Image point grounding data:
*** Block opens ***

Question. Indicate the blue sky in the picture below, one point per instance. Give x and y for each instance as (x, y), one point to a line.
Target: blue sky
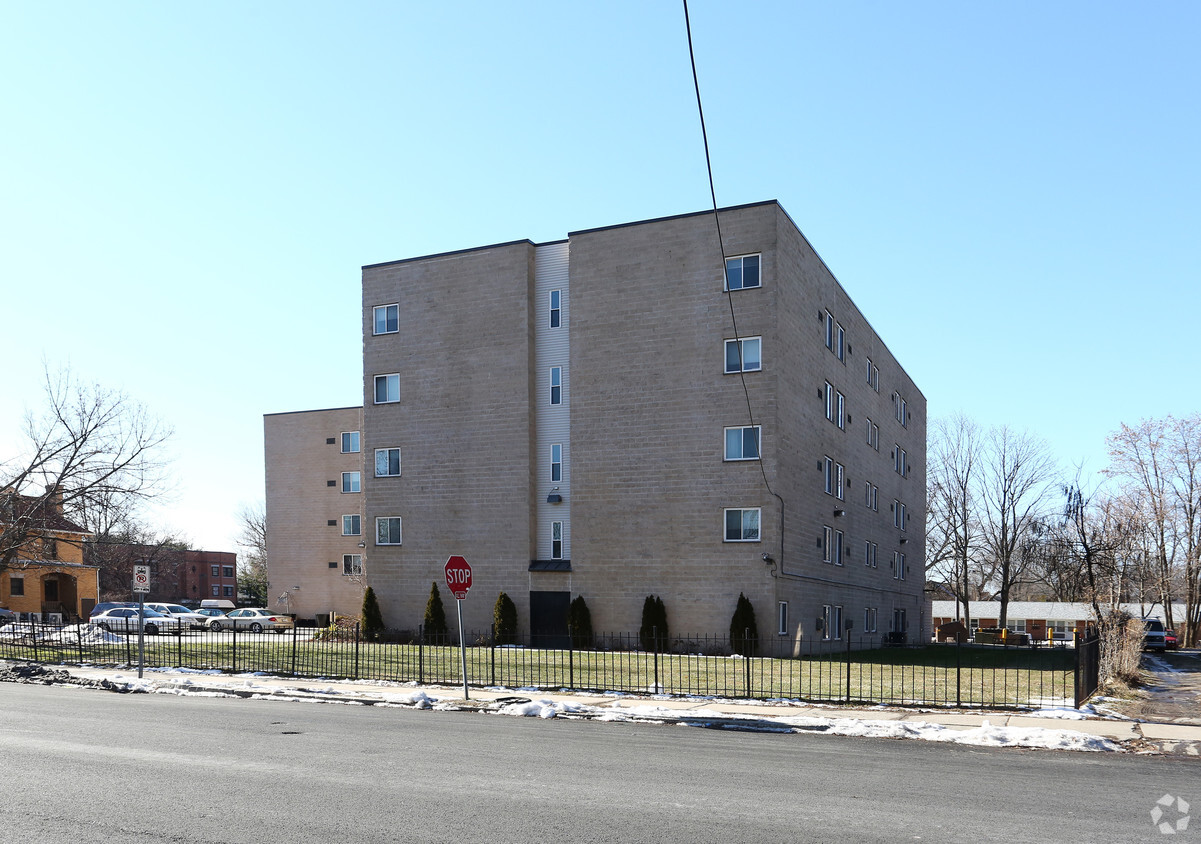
(187, 191)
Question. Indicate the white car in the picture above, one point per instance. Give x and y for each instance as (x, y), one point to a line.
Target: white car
(255, 620)
(181, 614)
(126, 620)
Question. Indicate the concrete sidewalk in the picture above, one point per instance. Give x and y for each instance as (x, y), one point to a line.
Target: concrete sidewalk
(1134, 736)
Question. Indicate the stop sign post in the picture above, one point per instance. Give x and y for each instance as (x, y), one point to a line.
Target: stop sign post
(459, 582)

*** Block closes ***

# YOUR ASSIGNMENT
All of the records need to be reproduced exactly, with each picture omitted.

# EXERCISE RESPONSE
Question. Indicate the blue sky in the picture below, one point per instance. Give x and y for each instance as (x, y), one point to a line.
Target: blue sky
(187, 191)
Question. Indicate the white car in the picture above, one point per instance. Give x and y for each instance as (x, y), one point to a line.
Target: white car
(255, 620)
(181, 614)
(126, 620)
Question. Indicate the concrete sidewalk in the picture above, one point per instance. Give x and y for each instance as (x, y), one point to a line.
Target: concrete sidewalk
(1134, 736)
Question. Indicate the stop sign post in the picture above, one point per instance. Give x and y for each instance as (x, y), one point to a line.
Target: stop sign post
(459, 582)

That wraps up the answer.